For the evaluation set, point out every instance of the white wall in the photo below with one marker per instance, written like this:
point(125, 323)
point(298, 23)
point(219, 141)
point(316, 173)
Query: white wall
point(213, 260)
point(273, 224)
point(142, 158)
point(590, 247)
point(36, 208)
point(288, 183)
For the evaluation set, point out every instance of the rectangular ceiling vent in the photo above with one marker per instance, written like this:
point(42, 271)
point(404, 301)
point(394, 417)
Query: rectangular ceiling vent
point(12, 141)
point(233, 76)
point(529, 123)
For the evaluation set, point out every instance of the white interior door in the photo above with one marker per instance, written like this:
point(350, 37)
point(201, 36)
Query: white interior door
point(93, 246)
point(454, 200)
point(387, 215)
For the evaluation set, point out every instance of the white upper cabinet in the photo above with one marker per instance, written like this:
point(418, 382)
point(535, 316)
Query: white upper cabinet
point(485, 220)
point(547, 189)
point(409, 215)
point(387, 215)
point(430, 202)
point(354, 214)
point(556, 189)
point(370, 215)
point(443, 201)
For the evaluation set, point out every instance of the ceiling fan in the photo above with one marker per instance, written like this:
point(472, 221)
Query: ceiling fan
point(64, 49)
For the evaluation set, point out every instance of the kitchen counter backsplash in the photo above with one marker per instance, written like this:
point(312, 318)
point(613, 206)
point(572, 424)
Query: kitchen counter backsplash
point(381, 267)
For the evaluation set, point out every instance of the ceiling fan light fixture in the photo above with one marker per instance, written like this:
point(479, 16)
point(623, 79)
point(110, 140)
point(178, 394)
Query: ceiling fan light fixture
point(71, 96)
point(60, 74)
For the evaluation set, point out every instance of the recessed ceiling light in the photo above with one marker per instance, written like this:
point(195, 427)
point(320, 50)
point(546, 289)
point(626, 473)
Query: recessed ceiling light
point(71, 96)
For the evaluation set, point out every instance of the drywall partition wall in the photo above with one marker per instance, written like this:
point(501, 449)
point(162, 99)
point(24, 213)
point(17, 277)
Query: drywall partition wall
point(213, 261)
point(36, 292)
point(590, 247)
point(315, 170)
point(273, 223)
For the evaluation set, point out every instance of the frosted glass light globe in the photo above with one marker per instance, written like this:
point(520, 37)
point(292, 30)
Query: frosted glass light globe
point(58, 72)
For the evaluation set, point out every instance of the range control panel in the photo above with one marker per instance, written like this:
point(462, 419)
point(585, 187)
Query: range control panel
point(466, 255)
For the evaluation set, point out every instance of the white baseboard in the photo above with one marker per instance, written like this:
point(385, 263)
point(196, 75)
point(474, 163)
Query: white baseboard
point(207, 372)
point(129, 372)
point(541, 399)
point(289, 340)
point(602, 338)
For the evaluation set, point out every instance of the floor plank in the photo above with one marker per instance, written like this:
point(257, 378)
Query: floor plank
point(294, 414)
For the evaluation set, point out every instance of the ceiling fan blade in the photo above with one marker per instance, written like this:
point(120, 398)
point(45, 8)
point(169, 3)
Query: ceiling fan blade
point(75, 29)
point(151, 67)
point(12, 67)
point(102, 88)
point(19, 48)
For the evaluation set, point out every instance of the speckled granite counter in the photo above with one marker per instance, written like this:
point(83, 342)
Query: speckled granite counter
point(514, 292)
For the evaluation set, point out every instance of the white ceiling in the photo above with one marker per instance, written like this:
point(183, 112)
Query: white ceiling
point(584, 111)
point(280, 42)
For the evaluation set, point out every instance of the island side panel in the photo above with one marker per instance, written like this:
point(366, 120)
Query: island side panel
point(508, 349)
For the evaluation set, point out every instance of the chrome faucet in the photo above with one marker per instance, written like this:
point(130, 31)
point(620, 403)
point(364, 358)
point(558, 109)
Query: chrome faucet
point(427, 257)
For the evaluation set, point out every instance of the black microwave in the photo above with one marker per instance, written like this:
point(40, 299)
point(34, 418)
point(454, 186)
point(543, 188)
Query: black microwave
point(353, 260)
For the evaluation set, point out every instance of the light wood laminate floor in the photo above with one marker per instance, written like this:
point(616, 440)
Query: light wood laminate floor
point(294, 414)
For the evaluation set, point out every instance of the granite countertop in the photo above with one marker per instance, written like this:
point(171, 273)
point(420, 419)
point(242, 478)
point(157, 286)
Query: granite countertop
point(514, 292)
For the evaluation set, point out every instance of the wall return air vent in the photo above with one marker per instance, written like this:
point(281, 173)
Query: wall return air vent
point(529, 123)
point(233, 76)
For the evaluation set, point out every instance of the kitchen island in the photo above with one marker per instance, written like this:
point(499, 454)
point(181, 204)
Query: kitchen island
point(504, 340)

- _The problem_
Copy out the part of the records that begins with the line containing "ceiling fan in" and ends with the line containing "point(381, 267)", including both of those lines and keeping every line unchanged.

- _Result of the exercise_
For the evaluation set, point out every instance of the ceiling fan in the photo above with one marker per instance, written like this:
point(472, 221)
Query: ceiling fan
point(64, 49)
For the evaluation set, point out every instance of the kitchen counter backsplash in the photo above with one marker per instance, written like this:
point(312, 318)
point(613, 206)
point(572, 424)
Query: kitchen counter backsplash
point(381, 267)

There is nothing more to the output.